Data entries:
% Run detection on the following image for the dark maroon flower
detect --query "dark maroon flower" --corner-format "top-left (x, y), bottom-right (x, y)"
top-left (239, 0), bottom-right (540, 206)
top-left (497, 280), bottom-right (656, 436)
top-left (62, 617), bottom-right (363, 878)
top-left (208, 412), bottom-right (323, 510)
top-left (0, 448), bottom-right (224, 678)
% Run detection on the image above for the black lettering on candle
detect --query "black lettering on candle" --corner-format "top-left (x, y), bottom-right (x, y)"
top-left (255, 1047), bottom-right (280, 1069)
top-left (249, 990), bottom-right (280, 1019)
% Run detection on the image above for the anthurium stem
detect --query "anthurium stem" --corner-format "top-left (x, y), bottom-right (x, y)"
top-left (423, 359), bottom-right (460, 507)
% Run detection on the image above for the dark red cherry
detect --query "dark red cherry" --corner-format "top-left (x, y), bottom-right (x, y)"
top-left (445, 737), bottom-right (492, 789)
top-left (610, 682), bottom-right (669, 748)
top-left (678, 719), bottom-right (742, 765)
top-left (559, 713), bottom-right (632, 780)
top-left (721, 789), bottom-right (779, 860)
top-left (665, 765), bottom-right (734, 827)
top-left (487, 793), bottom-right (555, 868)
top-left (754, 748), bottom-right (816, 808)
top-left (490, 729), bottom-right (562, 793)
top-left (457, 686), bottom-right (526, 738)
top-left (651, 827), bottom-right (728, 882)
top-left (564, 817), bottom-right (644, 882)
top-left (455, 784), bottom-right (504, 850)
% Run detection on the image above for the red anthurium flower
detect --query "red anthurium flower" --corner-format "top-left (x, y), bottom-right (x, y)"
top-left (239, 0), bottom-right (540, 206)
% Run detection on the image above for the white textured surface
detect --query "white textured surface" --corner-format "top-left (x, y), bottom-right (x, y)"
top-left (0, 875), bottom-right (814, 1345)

Direction: Reproduce the rows above word for word, starting with the line that contains "the dark red cherry" and ending after the line that contains "top-left (487, 793), bottom-right (555, 868)".

Solution to this task:
% Run detection on the image above for the dark red cherry
detect --query "dark red cherry" --corner-format "top-left (x, y), bottom-right (x, y)"
top-left (445, 737), bottom-right (492, 789)
top-left (610, 682), bottom-right (669, 748)
top-left (678, 719), bottom-right (742, 765)
top-left (559, 713), bottom-right (632, 780)
top-left (721, 789), bottom-right (779, 860)
top-left (665, 765), bottom-right (734, 827)
top-left (487, 793), bottom-right (555, 868)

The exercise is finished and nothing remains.